───── RAW DATA ─────

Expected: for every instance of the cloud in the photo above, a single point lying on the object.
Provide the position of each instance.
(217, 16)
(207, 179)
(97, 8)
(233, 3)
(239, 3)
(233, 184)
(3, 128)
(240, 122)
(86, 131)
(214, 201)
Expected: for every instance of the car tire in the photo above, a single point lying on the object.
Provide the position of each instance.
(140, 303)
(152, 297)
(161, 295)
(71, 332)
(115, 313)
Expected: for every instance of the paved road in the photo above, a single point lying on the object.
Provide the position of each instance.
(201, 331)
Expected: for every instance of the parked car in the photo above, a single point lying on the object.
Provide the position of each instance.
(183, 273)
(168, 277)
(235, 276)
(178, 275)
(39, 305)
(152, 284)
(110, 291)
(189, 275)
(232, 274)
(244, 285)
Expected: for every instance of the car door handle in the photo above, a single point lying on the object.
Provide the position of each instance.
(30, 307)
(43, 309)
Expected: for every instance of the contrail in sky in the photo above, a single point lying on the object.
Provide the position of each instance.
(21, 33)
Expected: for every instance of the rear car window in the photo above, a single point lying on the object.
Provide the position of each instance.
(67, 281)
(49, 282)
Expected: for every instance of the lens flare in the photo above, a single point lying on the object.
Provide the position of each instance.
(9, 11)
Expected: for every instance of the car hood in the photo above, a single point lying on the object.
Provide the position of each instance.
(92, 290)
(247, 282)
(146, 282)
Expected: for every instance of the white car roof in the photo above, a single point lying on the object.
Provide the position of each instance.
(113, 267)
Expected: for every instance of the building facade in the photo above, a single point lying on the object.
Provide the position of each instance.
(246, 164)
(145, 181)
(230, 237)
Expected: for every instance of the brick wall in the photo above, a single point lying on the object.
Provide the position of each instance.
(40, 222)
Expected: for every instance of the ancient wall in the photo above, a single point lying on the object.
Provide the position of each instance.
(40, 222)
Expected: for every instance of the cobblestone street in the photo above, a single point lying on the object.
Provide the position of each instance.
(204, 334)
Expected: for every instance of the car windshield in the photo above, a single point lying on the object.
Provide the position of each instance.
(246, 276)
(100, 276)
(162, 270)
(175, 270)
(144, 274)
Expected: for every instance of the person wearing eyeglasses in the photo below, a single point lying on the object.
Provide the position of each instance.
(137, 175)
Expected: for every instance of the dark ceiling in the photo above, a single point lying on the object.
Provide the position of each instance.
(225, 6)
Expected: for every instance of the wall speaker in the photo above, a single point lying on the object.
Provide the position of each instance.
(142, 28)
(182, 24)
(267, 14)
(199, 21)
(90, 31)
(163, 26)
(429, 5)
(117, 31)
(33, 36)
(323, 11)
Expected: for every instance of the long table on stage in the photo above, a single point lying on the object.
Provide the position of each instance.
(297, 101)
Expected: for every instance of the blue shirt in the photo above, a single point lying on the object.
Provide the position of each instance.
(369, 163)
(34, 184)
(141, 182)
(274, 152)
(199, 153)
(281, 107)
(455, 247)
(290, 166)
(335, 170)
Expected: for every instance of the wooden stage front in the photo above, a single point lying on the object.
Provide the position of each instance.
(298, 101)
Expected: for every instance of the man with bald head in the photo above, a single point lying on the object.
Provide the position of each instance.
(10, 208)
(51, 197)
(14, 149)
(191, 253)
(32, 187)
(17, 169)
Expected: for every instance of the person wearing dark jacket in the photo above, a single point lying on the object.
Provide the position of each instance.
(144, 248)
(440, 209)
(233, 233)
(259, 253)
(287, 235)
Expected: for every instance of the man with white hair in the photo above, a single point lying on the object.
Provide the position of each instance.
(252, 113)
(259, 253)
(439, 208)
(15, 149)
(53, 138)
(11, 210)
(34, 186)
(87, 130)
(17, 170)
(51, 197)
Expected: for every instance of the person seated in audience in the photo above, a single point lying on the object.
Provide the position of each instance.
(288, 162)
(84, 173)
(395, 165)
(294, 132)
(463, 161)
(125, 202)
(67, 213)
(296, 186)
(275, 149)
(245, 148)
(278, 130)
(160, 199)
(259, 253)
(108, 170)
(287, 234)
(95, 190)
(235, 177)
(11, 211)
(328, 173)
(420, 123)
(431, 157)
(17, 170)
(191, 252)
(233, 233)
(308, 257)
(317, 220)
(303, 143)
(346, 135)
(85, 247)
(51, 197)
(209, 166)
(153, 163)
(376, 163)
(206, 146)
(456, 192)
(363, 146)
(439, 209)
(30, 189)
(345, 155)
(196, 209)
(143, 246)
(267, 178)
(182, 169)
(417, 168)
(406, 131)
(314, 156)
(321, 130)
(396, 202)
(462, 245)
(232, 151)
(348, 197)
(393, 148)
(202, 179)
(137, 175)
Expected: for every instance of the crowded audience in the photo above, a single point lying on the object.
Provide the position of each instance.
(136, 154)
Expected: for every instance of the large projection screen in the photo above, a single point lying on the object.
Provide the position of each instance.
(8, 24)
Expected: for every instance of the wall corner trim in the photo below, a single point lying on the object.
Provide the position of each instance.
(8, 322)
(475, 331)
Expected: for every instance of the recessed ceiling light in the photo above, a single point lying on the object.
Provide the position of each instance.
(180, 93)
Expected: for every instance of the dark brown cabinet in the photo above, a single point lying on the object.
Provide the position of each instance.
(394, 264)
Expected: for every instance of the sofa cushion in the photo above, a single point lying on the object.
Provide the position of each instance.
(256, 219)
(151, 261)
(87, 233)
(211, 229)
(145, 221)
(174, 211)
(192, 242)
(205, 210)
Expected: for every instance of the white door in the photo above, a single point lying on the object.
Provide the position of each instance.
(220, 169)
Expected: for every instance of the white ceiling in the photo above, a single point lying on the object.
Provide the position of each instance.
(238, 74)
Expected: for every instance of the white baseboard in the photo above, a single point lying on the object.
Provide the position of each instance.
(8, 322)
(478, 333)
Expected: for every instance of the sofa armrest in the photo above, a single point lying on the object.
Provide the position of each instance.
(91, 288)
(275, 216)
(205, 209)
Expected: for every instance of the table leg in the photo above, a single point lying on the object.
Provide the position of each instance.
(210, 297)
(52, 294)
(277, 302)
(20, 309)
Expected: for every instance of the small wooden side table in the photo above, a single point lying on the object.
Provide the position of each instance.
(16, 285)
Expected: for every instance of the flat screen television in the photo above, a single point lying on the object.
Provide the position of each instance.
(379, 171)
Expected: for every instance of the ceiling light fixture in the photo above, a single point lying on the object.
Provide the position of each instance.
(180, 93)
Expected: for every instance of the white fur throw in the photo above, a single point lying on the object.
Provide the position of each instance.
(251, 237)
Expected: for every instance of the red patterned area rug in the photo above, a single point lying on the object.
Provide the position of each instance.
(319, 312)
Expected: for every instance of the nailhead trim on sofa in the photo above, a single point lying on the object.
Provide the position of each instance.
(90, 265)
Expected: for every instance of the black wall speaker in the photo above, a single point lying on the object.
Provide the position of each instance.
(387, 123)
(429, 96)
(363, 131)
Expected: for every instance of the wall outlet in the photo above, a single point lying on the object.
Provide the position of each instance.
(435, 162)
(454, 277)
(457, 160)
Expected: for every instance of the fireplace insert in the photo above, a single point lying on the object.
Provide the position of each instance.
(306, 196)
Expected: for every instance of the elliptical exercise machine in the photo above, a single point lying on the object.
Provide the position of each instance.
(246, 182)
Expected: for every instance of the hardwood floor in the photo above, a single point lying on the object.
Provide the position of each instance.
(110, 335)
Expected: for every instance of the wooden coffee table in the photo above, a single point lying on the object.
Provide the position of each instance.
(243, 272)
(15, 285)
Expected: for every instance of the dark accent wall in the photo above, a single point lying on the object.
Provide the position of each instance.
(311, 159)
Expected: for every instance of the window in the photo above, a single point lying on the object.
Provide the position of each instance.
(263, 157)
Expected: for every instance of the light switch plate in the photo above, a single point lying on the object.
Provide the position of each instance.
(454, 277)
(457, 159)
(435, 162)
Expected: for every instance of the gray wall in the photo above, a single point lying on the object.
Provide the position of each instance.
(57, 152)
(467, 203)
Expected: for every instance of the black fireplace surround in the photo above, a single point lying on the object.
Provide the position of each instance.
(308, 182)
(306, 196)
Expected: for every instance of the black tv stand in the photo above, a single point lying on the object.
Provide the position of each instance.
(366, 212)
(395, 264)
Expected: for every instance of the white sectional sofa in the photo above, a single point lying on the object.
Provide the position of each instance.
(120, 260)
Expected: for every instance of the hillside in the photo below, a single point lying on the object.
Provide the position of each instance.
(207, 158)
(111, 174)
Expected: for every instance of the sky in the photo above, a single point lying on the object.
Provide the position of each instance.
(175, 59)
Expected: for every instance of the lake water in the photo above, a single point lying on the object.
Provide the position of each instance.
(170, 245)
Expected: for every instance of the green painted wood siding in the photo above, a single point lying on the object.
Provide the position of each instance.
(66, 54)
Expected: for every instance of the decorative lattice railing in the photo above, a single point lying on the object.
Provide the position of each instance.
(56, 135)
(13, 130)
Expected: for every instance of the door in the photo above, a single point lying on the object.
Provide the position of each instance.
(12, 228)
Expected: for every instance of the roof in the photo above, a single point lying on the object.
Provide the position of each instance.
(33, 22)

─────

REQUIRED TASK: Starting with the line that contains "Expected: for every instance of the white sectional", repeat each line through the last one exactly as it appears. Include both ends and nothing more.

OUTPUT OF THE TASK:
Expected: for every instance of the white sectional sofa in the photo above, a single point lying on the object.
Provide the position of each instance.
(120, 260)
Expected: for every instance of the hillside in the photo below, a single point lying on the object.
Provide the position of each instance.
(207, 158)
(111, 174)
Expected: for every instance of the sky in the photo above, a single point lying on the object.
Provide the position of each instance.
(175, 59)
Expected: for every instance of the lake water in the photo above, a single point lying on the object.
Provide the position of each instance.
(170, 245)
Expected: for every instance of the green painted wood siding in the photo above, a single point lying on the object.
Provide the position of each instance.
(66, 54)
Expected: for every instance of the decorative lattice railing in the photo above, a single point lying on the object.
Provide the position of each instance.
(56, 135)
(13, 130)
Expected: for every instance of the door in the photo above, a single point lying on the object.
Provide the position of each instance.
(12, 228)
Expected: for every instance of the roof in the photo above, a single point lying on the object.
Provide the position of each instance.
(33, 22)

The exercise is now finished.